EXERCISES:
**A)** Answer these questions using the thread on comparing speech recordings:
(i) Which API did Aikon Mogwai use to check what was said?
(ii) Which two kinds of filter does Slater Victoroff suggest for preserving the waveform?
(iii) What cutoff range does Slater Victoroff call reasonable?
**B)** From the thread on comparing speech recordings, pull out everything from "Compare his recording" down to "Answers (8)", copied word for word.

SELECTED EXCERPT:
---

How to detect how similar a speech recording is to another speech recording?

I would like to build a program to detect how close a user's audio recording is to another recording in order to correct the user's pronunciation. For example:

I record myself saying "Good morning"
I let a foreign student record "Good morning"
Compare his recording to mine to see if his pronunciation was good enough.

I've seen this in some language learning tools (I believe Rosetta Stone does this), but how is it done? Note we're only dealing with speech (and not, say, music). What are some algorithms or libraries I should look into?

Upvotes: 31

Answers (8)

Aikon Mogwai

Reputation: 5245

I know this question is out of date but...

To solve a similar problem I used Google Speech Recognized API to check WHAT was said and visual compare scaled wave forms of volume changes to detect differences in rhythm.

Code & video of the result.

Upvotes: 4

Slater Victoroff

Reputation: 21934

A lot of people seem to be suggesting some sort of edit distance, which IMO is a totally wrong approach for determining the similarity of two speech patterns, especially for patterns as short as OP is implying. The specific algorithms used by speech-recognition in fact are nearly the opposite of what you would like to use here. The problem in speech recognition is resolving many similar pronunciations to the same representation. The problem here is to take a number of slightly different pronunciations and get some kind of meaningful distance between them.

I've done quite a bit of this stuff for large scale data science, and while I can't comment on exactly how proprietary programs do it, I can comment on how it's done in academia and provide a solution that is straightforward and will give you the power and flexibility that you want for this approach.

Firstly: Assuming that what you have is some chunk of audio without any filtering done on it. Just as it would be acquired from a microphone. The first step is to eliminate background noise. There are a number of different methods for this, but I'm going to assume that what you want is something that will work well without being incredibly difficult to implement.

Filter the audio using scipy's filtering module here. There are a lot of frequencies that microphones pick up that are simply not useful for categorizing speech. I would suggest either a Bessel or a Butterworth filter to ensure that your waveform is persevered through filtering. The fundamental frequencies for everyday speech are generally between 800 and 2000 Hz (reference) so a reasonable cutoff would be something like 300 to 4000 Hz, just to make sure you don't lose anything.
Look for the least active portion of speech and assume that is a reasonable representation of background noise. At this point you're going to want to run a series of fourier transforms along your data (or generate a spectrogram) and find the part of your speech recording that has the lowest average frequency response. Once you have that snapshot, you should subtract it from all other points in your audio sample.

---

(Stored items from a collection)
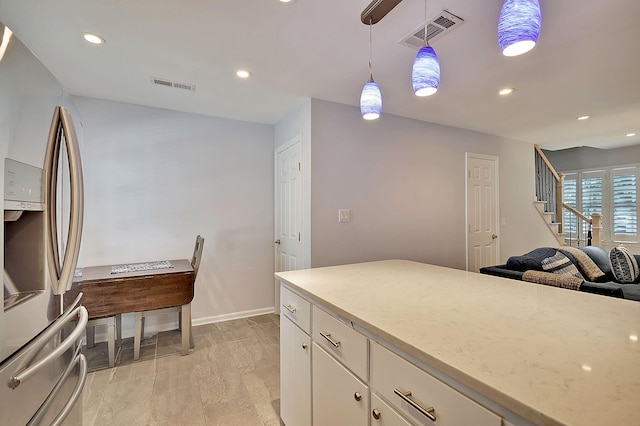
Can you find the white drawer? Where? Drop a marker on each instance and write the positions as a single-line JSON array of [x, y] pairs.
[[295, 308], [383, 415], [390, 375], [339, 397], [340, 340]]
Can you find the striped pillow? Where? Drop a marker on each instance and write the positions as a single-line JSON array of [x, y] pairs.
[[623, 265], [561, 265]]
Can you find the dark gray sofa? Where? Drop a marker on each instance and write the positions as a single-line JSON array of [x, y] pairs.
[[517, 265]]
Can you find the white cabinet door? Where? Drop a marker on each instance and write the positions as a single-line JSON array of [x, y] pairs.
[[339, 397], [295, 374]]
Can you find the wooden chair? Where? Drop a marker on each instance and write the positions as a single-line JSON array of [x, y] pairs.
[[114, 334], [183, 311]]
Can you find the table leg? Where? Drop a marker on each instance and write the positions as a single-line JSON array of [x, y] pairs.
[[118, 330], [137, 336], [111, 341], [186, 328]]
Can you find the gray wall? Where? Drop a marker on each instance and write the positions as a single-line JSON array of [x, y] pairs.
[[154, 179], [404, 181], [589, 158]]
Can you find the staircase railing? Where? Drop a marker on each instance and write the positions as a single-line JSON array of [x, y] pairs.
[[549, 188]]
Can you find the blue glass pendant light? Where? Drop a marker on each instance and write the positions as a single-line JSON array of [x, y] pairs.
[[371, 98], [425, 74], [519, 26]]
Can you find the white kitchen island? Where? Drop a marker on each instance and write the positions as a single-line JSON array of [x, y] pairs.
[[497, 350]]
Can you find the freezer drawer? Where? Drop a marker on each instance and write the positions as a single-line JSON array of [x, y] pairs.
[[41, 375]]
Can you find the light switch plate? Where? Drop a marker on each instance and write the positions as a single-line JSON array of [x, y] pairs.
[[344, 215]]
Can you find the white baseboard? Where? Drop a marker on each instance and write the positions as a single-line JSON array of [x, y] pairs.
[[127, 331], [232, 316]]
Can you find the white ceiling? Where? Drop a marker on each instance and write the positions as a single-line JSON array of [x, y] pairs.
[[587, 61]]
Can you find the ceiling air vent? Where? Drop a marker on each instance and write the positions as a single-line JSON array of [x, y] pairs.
[[169, 83], [438, 26]]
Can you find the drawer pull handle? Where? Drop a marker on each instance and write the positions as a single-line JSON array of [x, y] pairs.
[[406, 397], [289, 308], [330, 340], [376, 414]]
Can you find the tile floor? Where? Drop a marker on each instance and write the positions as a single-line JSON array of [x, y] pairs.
[[230, 378]]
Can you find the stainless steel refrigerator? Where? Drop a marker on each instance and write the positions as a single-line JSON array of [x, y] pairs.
[[42, 371]]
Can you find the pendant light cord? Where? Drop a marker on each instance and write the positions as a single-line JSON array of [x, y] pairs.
[[370, 49]]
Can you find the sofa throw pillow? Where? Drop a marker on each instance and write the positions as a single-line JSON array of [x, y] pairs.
[[623, 265], [562, 281], [531, 260], [561, 265], [587, 265]]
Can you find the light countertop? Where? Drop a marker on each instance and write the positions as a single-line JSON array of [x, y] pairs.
[[551, 355]]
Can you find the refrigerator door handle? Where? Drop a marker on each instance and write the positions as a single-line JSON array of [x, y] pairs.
[[75, 395], [82, 315]]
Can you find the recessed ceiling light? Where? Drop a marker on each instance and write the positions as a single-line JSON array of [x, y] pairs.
[[93, 38]]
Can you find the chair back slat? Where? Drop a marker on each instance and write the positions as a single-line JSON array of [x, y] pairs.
[[197, 255]]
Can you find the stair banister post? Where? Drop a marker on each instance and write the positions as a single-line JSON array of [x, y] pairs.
[[596, 225], [560, 201]]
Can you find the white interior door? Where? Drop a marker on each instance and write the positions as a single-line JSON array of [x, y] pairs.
[[482, 211], [288, 208]]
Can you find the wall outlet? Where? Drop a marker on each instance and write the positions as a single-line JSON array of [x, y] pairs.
[[344, 215]]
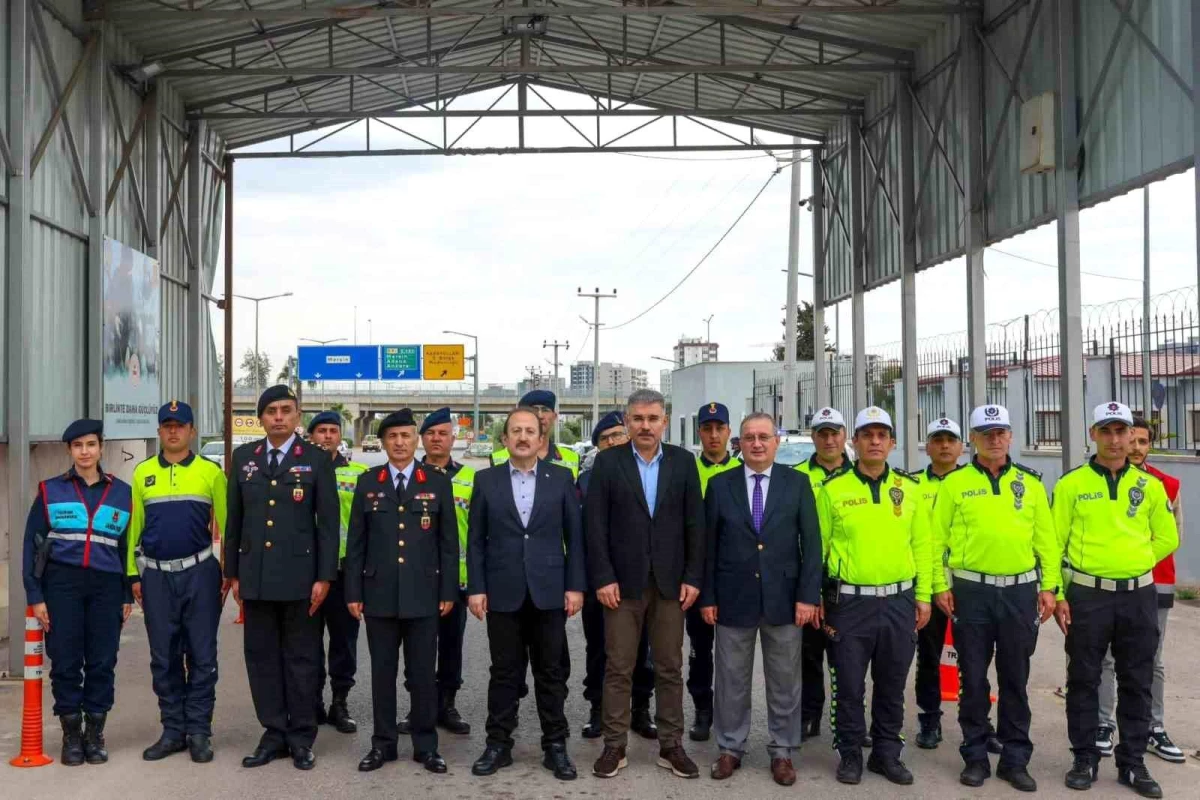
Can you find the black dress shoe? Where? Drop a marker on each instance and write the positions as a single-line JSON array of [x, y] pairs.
[[493, 759], [163, 747], [263, 756], [375, 759], [433, 763], [558, 762], [201, 749]]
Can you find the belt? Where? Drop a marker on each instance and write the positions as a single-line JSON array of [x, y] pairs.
[[886, 590], [997, 579], [1109, 584], [175, 565]]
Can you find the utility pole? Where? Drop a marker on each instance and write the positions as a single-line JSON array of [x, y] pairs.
[[595, 340]]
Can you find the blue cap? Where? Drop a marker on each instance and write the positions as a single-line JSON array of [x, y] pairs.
[[441, 416], [610, 420], [540, 397], [713, 413], [82, 428], [175, 411], [325, 417]]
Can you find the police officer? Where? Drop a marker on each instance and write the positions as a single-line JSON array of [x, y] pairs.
[[827, 459], [325, 432], [610, 432], [73, 570], [402, 588], [280, 557], [879, 565], [1116, 524], [713, 459], [179, 499], [991, 528]]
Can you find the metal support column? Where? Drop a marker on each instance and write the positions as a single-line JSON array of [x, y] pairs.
[[909, 370], [1071, 332], [17, 320], [971, 126], [791, 390]]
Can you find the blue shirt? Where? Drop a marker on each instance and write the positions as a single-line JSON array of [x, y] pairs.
[[525, 486], [649, 474]]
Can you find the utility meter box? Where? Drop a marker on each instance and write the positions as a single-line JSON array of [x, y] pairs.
[[1037, 134]]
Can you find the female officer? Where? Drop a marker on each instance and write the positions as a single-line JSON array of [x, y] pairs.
[[75, 579]]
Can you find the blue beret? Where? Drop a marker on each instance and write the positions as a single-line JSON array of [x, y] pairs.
[[175, 411], [713, 413], [273, 395], [82, 428], [439, 416], [610, 420], [325, 417], [540, 397], [401, 419]]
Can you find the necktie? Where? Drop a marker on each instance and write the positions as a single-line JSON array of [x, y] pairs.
[[756, 503]]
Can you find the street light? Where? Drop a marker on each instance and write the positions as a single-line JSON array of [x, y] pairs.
[[474, 371], [258, 389]]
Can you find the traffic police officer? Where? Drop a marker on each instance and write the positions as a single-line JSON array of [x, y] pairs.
[[179, 500], [280, 557], [879, 565], [828, 459], [325, 431], [714, 458], [73, 570], [1115, 523], [402, 588], [991, 528]]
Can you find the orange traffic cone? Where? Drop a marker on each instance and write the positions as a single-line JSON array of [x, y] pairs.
[[31, 717]]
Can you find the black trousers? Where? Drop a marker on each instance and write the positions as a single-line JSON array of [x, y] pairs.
[[343, 642], [595, 659], [814, 645], [1128, 623], [418, 636], [1002, 621], [515, 637], [876, 635], [282, 647], [700, 659]]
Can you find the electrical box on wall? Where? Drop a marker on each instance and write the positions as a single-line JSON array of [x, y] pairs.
[[1037, 134]]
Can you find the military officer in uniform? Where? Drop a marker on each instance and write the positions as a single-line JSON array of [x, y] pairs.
[[402, 575], [1115, 524], [280, 557], [325, 431]]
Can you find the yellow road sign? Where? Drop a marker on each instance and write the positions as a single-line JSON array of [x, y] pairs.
[[444, 361]]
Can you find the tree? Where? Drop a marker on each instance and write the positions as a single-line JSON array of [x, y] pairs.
[[803, 335]]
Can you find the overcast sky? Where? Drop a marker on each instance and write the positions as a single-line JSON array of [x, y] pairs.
[[497, 246]]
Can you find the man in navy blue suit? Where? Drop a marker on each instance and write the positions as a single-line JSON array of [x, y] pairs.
[[526, 575], [762, 579]]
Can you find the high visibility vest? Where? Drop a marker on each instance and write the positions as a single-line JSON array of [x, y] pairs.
[[85, 537]]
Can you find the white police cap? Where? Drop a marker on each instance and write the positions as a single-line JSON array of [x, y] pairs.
[[1114, 411]]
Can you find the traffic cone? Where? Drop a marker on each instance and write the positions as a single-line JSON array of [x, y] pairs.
[[31, 744]]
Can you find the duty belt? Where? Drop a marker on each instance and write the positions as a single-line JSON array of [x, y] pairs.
[[175, 565], [1108, 584], [886, 590], [1001, 581]]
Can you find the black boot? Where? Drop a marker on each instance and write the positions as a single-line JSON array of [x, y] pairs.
[[94, 738], [340, 716], [72, 739]]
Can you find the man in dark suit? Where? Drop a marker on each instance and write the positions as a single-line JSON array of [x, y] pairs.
[[762, 578], [280, 555], [402, 573], [526, 575], [646, 557]]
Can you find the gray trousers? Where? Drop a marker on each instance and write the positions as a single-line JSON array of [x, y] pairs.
[[1109, 683], [733, 680]]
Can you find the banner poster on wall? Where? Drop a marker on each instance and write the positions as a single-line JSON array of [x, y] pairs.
[[132, 320]]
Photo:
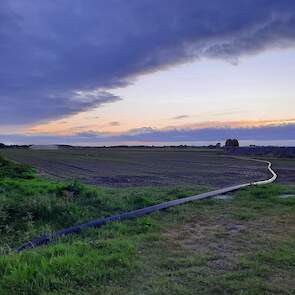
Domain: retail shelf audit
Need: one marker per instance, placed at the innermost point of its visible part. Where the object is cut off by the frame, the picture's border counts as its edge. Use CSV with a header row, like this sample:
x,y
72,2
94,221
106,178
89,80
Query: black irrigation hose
x,y
43,240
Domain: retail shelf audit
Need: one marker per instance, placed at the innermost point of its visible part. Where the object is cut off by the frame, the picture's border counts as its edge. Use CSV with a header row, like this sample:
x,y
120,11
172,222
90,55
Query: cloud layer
x,y
281,133
62,57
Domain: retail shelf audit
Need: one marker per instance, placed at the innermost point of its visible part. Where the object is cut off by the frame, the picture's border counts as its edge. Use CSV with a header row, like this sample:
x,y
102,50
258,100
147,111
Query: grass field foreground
x,y
243,245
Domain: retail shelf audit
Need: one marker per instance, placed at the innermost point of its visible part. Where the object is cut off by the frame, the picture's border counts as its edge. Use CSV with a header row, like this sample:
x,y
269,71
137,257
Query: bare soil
x,y
123,167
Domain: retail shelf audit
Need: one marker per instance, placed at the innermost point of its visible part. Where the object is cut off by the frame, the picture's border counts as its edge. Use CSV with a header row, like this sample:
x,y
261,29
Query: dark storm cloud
x,y
50,50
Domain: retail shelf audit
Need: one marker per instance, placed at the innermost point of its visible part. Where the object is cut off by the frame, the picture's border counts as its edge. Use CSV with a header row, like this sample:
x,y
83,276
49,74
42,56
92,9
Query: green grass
x,y
240,246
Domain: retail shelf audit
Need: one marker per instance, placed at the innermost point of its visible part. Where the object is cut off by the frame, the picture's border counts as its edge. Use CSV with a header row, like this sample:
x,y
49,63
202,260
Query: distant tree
x,y
232,143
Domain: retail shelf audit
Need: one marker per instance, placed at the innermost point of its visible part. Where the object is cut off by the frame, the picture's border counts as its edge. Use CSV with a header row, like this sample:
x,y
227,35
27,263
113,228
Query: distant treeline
x,y
282,152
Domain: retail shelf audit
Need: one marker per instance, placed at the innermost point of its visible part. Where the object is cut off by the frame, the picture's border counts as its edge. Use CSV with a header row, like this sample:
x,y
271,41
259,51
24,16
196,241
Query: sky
x,y
101,72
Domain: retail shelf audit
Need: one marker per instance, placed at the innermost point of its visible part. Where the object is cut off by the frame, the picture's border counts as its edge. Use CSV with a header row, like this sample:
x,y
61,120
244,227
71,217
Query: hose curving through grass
x,y
43,240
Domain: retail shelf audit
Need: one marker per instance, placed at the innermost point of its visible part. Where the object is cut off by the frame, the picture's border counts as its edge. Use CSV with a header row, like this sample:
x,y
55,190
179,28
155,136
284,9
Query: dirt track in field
x,y
123,167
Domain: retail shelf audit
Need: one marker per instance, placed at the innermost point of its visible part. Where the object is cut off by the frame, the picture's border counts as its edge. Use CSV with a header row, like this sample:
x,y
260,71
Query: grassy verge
x,y
244,245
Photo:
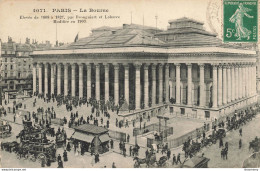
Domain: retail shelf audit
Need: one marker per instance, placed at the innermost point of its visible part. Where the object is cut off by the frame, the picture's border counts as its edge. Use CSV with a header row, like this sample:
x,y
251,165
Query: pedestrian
x,y
220,143
43,163
60,164
169,154
130,150
146,153
111,144
113,165
65,156
178,158
174,161
59,158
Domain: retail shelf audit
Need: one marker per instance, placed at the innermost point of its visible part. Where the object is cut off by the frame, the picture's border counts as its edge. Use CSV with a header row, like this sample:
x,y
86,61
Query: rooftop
x,y
92,129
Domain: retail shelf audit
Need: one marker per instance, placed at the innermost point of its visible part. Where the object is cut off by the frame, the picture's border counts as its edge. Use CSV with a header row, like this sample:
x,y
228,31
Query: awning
x,y
104,138
82,137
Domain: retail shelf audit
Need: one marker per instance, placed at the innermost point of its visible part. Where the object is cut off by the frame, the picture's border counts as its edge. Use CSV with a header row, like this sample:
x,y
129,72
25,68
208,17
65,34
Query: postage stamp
x,y
240,20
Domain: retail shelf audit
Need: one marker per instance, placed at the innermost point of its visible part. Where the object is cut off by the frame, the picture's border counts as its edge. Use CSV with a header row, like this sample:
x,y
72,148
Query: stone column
x,y
52,79
116,83
244,80
220,75
167,83
66,80
80,80
137,87
40,78
106,82
237,82
178,83
160,84
88,80
34,78
189,65
215,86
250,80
233,83
153,84
97,66
202,86
172,77
229,94
45,79
73,83
224,88
240,80
59,79
146,86
254,79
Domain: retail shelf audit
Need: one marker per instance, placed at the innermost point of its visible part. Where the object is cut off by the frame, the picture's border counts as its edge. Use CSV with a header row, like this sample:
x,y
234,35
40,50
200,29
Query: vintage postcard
x,y
129,84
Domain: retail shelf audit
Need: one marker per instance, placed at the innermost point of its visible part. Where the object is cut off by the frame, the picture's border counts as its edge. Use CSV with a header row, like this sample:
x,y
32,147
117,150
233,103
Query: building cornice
x,y
155,50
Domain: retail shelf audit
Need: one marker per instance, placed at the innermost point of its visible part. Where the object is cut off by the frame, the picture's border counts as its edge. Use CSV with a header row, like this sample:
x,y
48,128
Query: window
x,y
207,114
182,111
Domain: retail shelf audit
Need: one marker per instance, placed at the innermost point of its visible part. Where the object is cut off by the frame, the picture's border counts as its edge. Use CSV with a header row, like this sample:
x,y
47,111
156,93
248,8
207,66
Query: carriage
x,y
38,151
60,139
221,133
5,129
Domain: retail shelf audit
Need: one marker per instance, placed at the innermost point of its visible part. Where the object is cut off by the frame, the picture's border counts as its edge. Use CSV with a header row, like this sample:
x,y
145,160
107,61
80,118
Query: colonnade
x,y
153,83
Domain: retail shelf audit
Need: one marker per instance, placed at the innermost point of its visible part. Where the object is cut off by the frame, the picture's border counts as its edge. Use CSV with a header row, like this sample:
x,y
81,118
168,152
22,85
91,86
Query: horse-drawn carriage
x,y
60,139
37,151
5,129
255,145
150,161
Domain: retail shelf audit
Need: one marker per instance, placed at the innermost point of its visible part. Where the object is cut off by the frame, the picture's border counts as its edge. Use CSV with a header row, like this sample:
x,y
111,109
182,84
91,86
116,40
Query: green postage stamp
x,y
240,20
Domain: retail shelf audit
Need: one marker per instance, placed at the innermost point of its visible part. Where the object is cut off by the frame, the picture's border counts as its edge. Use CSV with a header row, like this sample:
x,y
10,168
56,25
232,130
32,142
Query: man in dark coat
x,y
65,156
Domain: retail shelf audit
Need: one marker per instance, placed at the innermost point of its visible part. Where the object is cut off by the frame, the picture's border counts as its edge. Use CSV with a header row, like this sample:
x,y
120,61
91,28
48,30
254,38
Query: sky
x,y
44,29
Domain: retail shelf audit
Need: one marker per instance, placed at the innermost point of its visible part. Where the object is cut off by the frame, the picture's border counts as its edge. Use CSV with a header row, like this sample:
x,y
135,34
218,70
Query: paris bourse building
x,y
186,69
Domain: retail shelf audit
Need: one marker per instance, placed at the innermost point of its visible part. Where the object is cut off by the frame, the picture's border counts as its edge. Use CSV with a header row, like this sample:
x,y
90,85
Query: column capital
x,y
146,67
73,65
220,66
178,65
160,65
39,65
80,64
116,66
189,65
215,66
201,65
137,65
106,65
125,65
88,64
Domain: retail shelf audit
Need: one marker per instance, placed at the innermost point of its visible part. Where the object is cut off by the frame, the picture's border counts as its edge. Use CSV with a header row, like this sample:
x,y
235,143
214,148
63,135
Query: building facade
x,y
185,68
16,65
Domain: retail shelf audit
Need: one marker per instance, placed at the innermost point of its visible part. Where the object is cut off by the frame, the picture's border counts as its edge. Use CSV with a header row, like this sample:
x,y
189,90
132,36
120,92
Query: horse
x,y
139,161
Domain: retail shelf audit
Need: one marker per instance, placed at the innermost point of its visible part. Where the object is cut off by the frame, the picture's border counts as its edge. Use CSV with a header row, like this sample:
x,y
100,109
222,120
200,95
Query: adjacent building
x,y
185,69
16,64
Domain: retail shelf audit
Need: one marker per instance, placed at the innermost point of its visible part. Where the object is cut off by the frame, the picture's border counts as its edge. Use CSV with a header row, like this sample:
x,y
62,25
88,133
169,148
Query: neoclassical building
x,y
185,69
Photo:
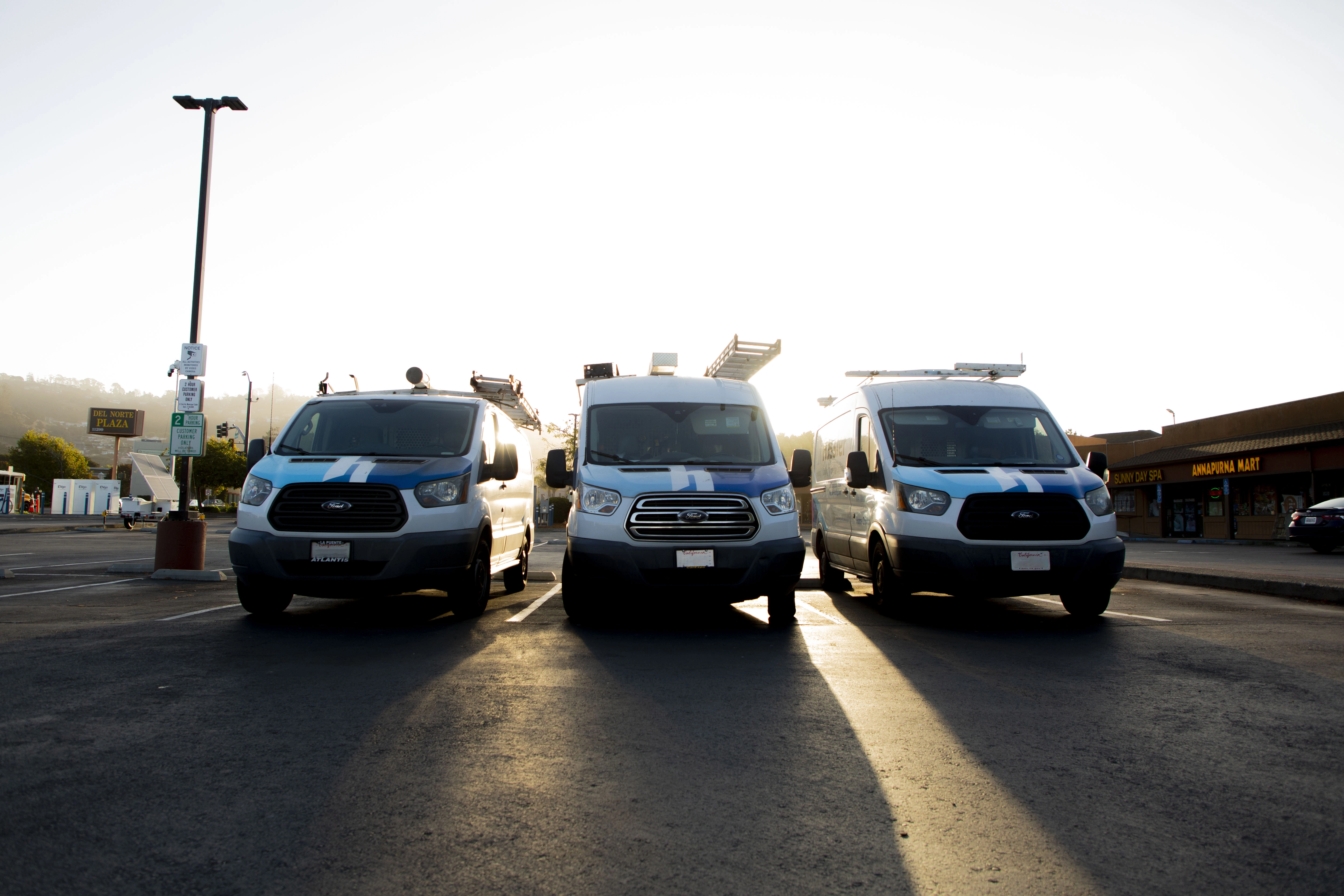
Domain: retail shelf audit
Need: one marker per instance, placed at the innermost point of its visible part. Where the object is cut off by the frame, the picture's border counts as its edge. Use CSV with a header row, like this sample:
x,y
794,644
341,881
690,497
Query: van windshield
x,y
382,428
677,433
966,436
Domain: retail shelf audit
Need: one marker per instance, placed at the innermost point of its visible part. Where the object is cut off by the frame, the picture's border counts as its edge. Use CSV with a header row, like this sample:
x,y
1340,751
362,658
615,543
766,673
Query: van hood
x,y
402,473
1073,481
749,481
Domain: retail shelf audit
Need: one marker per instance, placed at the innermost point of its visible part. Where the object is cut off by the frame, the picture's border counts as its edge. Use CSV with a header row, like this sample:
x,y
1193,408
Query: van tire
x,y
472,589
515,578
1086,602
833,580
581,602
263,602
889,590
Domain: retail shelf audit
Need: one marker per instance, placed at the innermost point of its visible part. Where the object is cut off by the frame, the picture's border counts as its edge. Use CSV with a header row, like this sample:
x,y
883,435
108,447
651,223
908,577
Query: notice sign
x,y
193,359
191,396
116,421
187,436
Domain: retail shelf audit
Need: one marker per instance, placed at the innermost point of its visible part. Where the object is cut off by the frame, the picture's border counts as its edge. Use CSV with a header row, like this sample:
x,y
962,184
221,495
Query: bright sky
x,y
1144,199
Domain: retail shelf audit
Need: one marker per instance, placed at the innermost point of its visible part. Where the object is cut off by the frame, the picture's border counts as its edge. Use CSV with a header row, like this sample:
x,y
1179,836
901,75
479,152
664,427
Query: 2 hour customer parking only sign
x,y
187,436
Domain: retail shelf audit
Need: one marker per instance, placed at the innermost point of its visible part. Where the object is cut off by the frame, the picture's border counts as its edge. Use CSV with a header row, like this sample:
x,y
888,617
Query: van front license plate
x,y
694,559
1030,561
330,553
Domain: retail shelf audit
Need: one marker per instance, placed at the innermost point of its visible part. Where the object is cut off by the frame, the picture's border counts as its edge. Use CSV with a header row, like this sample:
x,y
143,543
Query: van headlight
x,y
595,500
779,500
918,500
443,492
1100,502
256,491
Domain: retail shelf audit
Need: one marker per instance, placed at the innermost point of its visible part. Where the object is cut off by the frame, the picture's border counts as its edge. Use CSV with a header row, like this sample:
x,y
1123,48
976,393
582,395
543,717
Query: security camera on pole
x,y
181,543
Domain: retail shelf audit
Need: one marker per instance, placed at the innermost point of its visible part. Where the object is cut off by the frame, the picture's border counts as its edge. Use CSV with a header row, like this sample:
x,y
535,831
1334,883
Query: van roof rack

---

RESPONSES TO THE EXERCISE:
**A)**
(i) Google Speech Recognized API
(ii) A Bessel or a Butterworth filter
(iii) Something like 300 to 4000 Hz

**B)**
Compare his recording to mine to see if his pronunciation was good enough.

I've seen this in some language learning tools (I believe Rosetta Stone does this), but how is it done? Note we're only dealing with speech (and not, say, music). What are some algorithms or libraries I should look into?

Upvotes: 31

Answers (8)